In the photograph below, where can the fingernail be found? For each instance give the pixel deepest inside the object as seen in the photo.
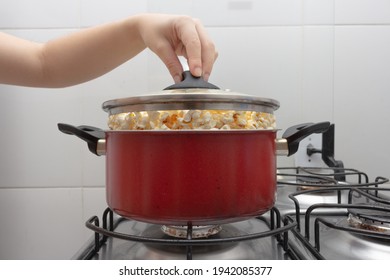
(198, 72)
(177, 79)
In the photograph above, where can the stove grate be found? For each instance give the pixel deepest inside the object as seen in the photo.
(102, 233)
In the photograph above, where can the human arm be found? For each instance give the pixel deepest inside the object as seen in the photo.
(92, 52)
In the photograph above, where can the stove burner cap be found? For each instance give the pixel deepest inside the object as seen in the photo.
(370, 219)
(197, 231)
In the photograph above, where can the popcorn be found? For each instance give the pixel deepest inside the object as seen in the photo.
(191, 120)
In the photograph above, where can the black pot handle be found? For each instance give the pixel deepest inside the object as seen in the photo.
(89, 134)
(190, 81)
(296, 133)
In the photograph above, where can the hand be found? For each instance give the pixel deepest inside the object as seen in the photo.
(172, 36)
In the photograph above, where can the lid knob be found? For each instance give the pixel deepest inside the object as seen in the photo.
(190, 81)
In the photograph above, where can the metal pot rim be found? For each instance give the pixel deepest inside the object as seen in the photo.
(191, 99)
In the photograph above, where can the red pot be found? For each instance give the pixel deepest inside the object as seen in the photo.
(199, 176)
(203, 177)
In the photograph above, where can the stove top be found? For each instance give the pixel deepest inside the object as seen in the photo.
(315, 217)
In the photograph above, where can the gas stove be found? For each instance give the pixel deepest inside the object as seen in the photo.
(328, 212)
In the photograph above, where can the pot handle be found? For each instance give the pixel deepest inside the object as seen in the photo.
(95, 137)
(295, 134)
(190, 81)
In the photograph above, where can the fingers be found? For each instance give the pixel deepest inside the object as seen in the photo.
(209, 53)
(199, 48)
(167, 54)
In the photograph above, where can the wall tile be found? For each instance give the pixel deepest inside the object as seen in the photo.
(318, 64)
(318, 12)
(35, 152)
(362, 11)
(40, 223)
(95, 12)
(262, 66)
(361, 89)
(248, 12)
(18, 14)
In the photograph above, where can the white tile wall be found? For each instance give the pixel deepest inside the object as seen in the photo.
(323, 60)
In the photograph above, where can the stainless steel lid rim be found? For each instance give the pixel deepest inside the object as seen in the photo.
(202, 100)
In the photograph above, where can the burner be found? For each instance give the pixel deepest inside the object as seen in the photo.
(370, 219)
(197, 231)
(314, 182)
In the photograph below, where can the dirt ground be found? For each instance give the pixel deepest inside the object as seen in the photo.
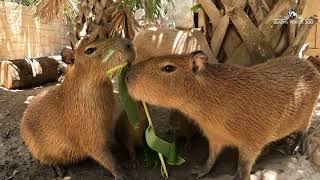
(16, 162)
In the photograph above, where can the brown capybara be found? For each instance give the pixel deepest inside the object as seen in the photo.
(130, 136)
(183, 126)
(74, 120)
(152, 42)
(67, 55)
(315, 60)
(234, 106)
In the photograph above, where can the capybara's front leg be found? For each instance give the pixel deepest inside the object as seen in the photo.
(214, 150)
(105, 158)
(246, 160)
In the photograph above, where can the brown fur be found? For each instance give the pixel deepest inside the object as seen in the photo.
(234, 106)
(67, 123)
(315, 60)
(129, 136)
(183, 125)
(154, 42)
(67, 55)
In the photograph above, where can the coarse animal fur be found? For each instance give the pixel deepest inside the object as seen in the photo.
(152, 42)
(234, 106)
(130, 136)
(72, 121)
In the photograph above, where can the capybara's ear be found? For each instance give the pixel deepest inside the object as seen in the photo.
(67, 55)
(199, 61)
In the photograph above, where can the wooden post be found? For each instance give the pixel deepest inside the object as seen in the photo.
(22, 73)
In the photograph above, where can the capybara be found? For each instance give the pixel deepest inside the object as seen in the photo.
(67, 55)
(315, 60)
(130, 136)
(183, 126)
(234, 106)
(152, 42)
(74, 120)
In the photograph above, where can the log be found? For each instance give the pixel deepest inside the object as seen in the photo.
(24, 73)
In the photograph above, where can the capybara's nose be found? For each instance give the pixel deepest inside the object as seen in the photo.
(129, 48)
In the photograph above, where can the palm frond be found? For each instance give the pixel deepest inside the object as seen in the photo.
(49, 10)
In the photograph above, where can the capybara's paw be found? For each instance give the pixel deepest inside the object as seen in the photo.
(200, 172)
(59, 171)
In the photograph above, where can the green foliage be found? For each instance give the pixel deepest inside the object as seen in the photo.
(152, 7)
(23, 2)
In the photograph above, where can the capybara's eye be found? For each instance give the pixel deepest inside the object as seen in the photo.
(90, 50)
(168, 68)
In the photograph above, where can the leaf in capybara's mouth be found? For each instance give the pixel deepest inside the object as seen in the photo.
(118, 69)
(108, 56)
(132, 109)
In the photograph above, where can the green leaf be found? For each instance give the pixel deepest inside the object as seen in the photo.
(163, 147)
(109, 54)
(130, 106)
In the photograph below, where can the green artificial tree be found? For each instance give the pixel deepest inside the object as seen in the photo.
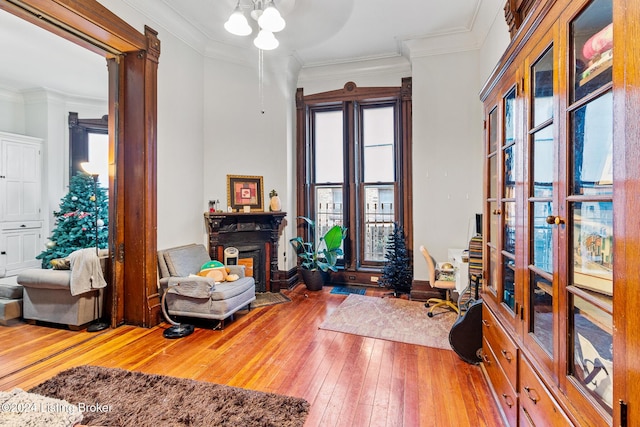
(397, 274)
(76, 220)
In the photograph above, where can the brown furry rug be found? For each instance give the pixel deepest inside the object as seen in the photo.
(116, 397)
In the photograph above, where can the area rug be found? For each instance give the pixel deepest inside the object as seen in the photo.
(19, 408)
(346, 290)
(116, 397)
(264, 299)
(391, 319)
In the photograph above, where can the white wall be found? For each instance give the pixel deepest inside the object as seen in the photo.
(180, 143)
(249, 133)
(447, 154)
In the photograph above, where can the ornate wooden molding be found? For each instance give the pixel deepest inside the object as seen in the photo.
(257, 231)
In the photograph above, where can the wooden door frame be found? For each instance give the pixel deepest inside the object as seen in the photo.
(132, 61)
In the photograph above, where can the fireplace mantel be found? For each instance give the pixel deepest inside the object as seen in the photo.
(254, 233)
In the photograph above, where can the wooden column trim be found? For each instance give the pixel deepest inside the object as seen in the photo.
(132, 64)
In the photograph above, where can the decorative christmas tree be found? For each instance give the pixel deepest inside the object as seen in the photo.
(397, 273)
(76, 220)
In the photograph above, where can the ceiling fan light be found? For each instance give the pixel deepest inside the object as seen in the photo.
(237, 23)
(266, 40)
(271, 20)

### DIRECTIONS
Only the lines from the one holding "In the photograph below, where can the green" through the last line of the records should be output, please, exactly and without any pictures.

### COMPLETE ANSWER
In the photograph below, where can the green artificial tree be found? For each instance give the pixel deepest inside the object as seen in the photo.
(397, 274)
(76, 220)
In the photograph above, where can the brown furry rug be found? For each instance give the pixel deepest inside the object as seen in the photo.
(116, 397)
In the photograph above, where can the area rug be found? For each instance give the pixel deepest inside the object as seen in the photo.
(19, 408)
(346, 290)
(116, 397)
(264, 299)
(391, 319)
In the photograph above, where can the white wall be found? For each instance give the pixel deepest inside the object as seen in the photo.
(180, 143)
(249, 133)
(447, 154)
In the photograph above, where can the ornate wooden molding be found? For each instance give the pixel deepest inside the object as seen in the photo.
(257, 231)
In the photograph above, where can the wooden door frame be found? For each instance give the pixel deepest inside the object as seen in the photo.
(132, 61)
In the photograph above, where can the fireplace mantel be found? For each instance give the pixel deepest inside the object as seen in the photo.
(254, 233)
In the photograph above, where can the wooden column trim be found? For each instance give the pixel deepest inside the object as seen in the photo.
(132, 64)
In the photograph above, where can the decorative christmas tree be found? For each instance give the pixel deepest inside the object as seen in the photo.
(397, 273)
(76, 220)
In the photograph above, where can the ceiling fan light be found? For each instance give the pixel deepest inside the object as seen in the photo.
(237, 23)
(266, 40)
(271, 20)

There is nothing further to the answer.